## Data shown
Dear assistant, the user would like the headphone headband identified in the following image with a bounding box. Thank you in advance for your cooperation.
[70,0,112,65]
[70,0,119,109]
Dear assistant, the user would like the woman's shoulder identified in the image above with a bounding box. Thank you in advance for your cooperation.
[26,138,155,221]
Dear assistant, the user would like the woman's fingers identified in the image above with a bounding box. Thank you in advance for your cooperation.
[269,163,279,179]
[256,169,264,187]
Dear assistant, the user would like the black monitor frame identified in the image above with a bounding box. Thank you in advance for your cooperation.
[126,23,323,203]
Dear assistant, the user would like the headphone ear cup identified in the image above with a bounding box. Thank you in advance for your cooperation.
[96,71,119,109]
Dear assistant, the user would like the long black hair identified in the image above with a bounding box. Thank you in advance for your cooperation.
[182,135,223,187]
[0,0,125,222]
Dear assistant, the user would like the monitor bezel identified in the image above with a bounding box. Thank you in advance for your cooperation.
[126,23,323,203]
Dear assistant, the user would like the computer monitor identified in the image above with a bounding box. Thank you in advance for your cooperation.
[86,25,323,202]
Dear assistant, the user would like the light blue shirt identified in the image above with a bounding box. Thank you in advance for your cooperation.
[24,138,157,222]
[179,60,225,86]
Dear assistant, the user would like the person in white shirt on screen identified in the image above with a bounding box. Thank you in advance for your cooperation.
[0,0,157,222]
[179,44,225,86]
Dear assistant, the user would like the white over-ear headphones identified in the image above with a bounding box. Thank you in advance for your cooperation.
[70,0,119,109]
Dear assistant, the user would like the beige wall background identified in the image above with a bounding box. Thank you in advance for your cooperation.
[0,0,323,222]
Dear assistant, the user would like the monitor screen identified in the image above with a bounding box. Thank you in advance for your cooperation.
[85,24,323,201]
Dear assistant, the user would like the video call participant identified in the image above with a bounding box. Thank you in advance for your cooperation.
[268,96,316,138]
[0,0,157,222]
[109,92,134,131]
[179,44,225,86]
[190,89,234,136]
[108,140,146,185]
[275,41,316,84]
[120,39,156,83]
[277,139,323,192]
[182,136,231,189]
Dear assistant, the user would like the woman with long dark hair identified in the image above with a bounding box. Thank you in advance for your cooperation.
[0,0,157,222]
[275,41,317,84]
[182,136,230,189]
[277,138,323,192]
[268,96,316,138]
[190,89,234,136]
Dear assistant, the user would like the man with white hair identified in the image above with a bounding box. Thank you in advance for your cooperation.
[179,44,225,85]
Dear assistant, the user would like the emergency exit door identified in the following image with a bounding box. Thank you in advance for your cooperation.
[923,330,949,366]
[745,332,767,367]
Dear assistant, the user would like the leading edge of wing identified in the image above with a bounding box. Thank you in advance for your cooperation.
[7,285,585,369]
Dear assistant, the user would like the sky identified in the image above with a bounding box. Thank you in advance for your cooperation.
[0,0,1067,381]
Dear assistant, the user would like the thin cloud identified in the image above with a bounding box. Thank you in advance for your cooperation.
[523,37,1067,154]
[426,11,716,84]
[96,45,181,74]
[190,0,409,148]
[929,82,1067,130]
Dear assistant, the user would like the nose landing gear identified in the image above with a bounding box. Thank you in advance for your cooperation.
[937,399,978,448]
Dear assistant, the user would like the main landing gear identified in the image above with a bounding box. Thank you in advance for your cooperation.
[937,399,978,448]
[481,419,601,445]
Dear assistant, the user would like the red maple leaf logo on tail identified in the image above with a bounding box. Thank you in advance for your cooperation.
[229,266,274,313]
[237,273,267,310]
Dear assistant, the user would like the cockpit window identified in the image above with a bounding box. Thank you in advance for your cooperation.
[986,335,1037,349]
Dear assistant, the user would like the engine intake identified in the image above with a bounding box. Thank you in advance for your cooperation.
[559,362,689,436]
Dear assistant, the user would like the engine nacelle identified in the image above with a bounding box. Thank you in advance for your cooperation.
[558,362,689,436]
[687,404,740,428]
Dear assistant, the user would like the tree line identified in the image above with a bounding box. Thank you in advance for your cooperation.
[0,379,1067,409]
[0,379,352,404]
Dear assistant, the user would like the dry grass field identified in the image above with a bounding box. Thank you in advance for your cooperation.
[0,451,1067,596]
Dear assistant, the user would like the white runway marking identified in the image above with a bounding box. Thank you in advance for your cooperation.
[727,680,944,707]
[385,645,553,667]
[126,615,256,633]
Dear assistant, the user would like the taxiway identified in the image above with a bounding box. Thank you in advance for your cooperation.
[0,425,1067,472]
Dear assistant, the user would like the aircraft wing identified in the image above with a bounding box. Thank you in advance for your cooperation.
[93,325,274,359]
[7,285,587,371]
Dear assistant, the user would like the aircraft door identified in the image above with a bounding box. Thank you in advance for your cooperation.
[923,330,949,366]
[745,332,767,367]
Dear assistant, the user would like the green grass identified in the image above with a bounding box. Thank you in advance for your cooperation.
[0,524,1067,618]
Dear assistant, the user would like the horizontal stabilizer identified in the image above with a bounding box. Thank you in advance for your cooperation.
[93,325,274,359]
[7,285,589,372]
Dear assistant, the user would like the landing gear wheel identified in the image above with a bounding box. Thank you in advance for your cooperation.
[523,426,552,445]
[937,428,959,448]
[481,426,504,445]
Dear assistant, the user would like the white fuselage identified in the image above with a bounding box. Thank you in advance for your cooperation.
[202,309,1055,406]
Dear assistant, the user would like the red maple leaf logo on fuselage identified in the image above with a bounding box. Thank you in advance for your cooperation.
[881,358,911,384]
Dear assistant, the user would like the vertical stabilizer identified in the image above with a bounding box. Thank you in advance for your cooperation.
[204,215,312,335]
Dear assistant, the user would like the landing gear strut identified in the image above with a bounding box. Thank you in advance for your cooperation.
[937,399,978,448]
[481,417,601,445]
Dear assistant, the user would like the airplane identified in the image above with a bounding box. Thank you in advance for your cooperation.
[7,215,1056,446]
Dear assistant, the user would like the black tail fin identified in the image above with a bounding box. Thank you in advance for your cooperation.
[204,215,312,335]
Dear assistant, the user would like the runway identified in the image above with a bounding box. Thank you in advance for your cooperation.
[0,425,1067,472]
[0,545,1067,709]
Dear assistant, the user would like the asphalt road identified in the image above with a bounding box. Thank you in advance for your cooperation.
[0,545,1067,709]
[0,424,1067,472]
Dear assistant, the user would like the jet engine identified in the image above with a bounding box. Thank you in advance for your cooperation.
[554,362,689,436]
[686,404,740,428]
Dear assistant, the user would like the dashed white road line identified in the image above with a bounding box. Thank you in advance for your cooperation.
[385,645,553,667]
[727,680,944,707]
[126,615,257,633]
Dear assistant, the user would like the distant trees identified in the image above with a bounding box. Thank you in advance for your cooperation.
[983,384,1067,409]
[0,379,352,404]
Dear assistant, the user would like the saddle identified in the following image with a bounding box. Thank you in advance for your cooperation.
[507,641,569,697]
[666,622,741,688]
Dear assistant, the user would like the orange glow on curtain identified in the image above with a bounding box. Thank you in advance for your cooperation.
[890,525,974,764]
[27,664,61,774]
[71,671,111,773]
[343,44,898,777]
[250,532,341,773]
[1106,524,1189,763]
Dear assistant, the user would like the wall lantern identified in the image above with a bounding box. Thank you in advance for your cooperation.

## To do
Reproduce the entries verbatim, beginning with the first line and ending with the line that contains "[256,169,264,187]", including both of those lines.

## Result for this exercise
Dear assistant, the user would like the headphone headband identified in the following image with a bounding box. Thank you in advance for your cooperation.
[70,0,112,65]
[70,0,119,109]
Dear assistant, the user would like the woman's shoulder identified in the image above with a bounding box. Thank you in advance for your cooperation.
[26,138,155,221]
Dear assistant, the user would like the woman's fingers identified in the image above with a bounding box. Thank you in advance for your cooperation.
[269,163,279,179]
[256,169,264,187]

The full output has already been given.